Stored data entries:
* * *

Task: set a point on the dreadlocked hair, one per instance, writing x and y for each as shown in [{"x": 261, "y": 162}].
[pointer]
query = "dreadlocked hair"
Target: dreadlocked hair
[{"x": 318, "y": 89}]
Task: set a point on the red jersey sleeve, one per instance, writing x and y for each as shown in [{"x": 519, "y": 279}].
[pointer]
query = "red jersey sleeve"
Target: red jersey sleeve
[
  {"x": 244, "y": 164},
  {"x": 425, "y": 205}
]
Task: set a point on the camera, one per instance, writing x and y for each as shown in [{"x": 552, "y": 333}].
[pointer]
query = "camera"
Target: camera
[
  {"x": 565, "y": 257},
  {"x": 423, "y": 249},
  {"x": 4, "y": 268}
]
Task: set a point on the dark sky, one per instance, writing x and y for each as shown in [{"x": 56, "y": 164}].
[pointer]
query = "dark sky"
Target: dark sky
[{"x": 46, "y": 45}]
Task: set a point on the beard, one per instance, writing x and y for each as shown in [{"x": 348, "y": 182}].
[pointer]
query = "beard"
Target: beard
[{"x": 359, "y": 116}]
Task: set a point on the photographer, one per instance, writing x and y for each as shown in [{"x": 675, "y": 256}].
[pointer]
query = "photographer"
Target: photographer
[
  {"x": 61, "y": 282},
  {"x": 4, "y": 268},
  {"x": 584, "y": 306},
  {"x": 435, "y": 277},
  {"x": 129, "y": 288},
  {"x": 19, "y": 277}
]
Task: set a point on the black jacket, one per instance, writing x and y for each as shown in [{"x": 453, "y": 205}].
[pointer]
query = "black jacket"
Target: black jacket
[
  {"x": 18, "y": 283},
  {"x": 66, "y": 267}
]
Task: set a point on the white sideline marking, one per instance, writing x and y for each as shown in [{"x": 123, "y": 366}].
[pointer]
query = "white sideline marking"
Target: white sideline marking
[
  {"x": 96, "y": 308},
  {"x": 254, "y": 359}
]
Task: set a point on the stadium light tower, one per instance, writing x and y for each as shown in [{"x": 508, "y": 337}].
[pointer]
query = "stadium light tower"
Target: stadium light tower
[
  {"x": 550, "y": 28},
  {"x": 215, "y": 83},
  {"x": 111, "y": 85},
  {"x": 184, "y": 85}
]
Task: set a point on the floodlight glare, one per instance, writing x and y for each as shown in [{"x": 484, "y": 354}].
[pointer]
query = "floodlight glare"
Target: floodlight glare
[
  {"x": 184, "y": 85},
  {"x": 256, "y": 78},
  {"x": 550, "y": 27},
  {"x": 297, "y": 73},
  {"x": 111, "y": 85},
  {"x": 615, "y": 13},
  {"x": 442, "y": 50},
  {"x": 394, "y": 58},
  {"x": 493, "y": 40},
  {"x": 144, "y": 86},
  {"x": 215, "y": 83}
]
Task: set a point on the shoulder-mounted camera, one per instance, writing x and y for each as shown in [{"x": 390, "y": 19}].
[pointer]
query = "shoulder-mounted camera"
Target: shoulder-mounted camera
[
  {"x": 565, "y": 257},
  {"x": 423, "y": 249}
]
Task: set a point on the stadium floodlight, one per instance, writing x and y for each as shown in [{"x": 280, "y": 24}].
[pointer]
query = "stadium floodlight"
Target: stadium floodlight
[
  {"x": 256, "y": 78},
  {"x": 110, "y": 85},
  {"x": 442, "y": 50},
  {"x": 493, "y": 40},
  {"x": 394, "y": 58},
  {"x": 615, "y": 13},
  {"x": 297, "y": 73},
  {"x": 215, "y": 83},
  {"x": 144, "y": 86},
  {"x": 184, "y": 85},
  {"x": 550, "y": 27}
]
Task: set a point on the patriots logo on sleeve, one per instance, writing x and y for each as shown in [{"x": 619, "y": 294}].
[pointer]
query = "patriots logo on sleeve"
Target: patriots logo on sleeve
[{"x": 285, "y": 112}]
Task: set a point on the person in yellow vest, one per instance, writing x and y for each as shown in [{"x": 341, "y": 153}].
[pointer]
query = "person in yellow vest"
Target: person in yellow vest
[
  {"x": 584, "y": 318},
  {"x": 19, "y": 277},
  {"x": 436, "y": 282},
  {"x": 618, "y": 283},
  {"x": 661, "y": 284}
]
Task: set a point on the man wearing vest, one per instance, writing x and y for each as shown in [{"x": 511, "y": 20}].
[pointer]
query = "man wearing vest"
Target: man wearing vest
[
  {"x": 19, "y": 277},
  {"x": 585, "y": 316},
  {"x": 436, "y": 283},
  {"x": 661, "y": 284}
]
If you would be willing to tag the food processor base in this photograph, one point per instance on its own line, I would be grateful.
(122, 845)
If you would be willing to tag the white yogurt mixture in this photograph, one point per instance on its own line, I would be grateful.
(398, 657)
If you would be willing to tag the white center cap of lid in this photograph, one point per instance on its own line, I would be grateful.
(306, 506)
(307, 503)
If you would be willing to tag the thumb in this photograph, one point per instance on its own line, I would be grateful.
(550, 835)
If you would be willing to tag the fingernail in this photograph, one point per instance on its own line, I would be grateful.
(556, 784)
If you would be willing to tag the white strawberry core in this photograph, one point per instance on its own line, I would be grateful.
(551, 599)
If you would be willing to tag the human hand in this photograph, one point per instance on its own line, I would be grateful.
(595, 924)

* * *

WHAT YOU HAVE TO DO -
Only output the lines from the one with "If you would be willing to tag the white center" through the end of the entries above, exactly as they are.

ANSWER SPACE -
If you would be willing to tag the white center cap of lid in this photograph, one point per instance on its own line, I would be grateful.
(306, 506)
(307, 503)
If you would be willing to tag the thumb in this photograph, one point per instance on its own line, I would be grateful.
(550, 835)
If you would be willing to tag the fingernail in this photograph, one point per instance on its own line, I would be grateful.
(556, 784)
If you would be willing to tag the white strawberry core in this photograph, one point per instance on its own line, I would be grateful.
(551, 599)
If you would be willing to tag the human hand in this photograph, one point per instance on its own line, I would be grateful.
(595, 924)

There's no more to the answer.